-------- GIVEN INFORMATION

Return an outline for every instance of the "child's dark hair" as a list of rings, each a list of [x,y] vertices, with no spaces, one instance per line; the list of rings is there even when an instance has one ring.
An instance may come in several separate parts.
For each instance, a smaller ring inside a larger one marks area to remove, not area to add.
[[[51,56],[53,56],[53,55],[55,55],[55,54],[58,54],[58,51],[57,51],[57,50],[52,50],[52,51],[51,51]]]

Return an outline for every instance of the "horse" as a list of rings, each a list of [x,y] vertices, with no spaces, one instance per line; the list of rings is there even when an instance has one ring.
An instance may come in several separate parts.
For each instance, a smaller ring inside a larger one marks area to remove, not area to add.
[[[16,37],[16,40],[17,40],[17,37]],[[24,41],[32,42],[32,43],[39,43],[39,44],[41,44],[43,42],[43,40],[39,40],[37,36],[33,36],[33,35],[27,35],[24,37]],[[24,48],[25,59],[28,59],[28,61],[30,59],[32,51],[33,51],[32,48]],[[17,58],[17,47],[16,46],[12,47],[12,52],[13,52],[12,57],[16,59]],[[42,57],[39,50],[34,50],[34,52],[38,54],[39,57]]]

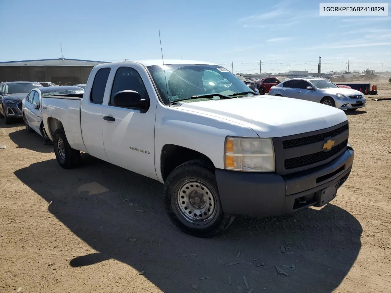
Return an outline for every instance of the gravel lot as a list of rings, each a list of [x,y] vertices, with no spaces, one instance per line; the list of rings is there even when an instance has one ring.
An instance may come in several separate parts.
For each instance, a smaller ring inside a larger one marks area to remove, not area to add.
[[[371,99],[391,84],[377,84],[348,113],[355,161],[332,203],[236,219],[209,239],[171,224],[160,183],[85,154],[63,169],[38,134],[2,120],[0,291],[389,292],[391,100]]]

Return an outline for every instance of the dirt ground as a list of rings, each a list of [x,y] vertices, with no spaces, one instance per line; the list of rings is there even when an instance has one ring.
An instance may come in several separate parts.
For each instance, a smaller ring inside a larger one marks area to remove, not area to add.
[[[353,168],[331,203],[237,219],[212,239],[178,231],[161,184],[85,154],[65,170],[2,120],[0,292],[390,292],[391,100],[371,99],[391,84],[377,84],[348,113]]]

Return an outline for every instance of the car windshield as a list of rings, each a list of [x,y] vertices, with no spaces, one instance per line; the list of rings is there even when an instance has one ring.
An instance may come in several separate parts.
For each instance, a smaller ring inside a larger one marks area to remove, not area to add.
[[[311,80],[315,87],[318,89],[333,89],[338,88],[335,84],[327,79],[316,79]]]
[[[213,93],[228,96],[250,91],[246,84],[235,75],[217,65],[170,64],[147,68],[160,96],[167,104],[190,99],[193,96]],[[189,101],[195,100],[197,100]]]
[[[65,91],[54,91],[47,93],[42,93],[41,95],[42,96],[61,96],[62,95],[70,95],[71,94],[81,94],[84,93],[84,90],[80,89],[67,89]]]
[[[39,84],[9,84],[7,85],[7,94],[20,94],[28,93],[33,89],[41,88]]]

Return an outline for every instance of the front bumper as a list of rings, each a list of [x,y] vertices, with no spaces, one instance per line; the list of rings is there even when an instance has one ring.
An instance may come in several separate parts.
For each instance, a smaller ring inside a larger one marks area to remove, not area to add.
[[[19,102],[16,104],[9,104],[3,102],[4,111],[9,117],[22,117],[22,102]],[[4,114],[4,113],[3,113]]]
[[[365,98],[357,100],[355,99],[341,100],[336,98],[333,98],[335,103],[335,107],[341,110],[362,108],[365,107],[366,103],[366,99]],[[360,102],[357,103],[358,102]]]
[[[216,169],[223,211],[240,217],[289,214],[332,200],[349,177],[354,152],[350,145],[330,163],[309,170],[282,176]]]

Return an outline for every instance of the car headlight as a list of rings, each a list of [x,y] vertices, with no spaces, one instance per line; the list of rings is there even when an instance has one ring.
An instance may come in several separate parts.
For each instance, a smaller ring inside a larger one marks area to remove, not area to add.
[[[348,98],[346,96],[344,95],[341,95],[341,94],[335,94],[335,96],[338,98],[339,99],[341,99],[341,100],[347,100]]]
[[[274,149],[270,138],[228,136],[224,146],[226,169],[254,172],[273,172],[275,166]]]
[[[6,104],[16,104],[19,102],[19,101],[14,101],[13,100],[3,100],[3,102]]]

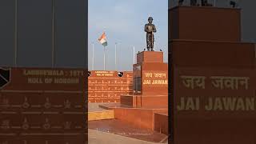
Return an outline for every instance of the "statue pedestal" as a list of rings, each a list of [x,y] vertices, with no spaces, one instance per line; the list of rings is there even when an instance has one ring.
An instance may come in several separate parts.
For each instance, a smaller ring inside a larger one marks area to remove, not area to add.
[[[163,62],[163,53],[138,53],[133,74],[133,94],[121,95],[120,104],[101,107],[114,110],[114,118],[127,124],[167,135],[168,66]]]
[[[168,106],[168,65],[163,53],[143,51],[134,65],[134,94],[122,95],[121,104],[133,107]]]

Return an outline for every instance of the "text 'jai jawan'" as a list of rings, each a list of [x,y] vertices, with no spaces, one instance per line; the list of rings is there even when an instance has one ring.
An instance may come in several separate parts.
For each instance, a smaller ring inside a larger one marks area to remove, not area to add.
[[[205,98],[204,98],[205,99]],[[254,98],[216,97],[208,98],[203,102],[199,97],[181,97],[176,105],[176,109],[181,110],[255,110],[256,99]]]

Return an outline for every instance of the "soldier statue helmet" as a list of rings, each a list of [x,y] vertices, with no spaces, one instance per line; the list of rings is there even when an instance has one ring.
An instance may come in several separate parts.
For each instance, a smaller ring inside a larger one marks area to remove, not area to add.
[[[154,51],[154,33],[157,32],[155,26],[152,24],[153,18],[149,17],[149,23],[145,25],[144,31],[146,32],[146,48],[147,50]]]

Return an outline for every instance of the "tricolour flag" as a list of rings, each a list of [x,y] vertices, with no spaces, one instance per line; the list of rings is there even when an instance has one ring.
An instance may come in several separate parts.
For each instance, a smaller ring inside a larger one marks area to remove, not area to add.
[[[107,46],[107,42],[106,42],[105,32],[104,32],[104,33],[102,34],[102,35],[98,38],[98,42],[99,42],[103,46]]]

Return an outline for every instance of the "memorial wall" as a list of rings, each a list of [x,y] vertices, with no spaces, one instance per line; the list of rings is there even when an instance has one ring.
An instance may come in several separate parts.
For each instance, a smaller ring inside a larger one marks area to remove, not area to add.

----------------

**WRITTEN INSTRUCTION**
Count the lines of the listing above that contain the string "statue", matching case exactly, and give only the number.

**OUTPUT OF THE EXERCISE**
2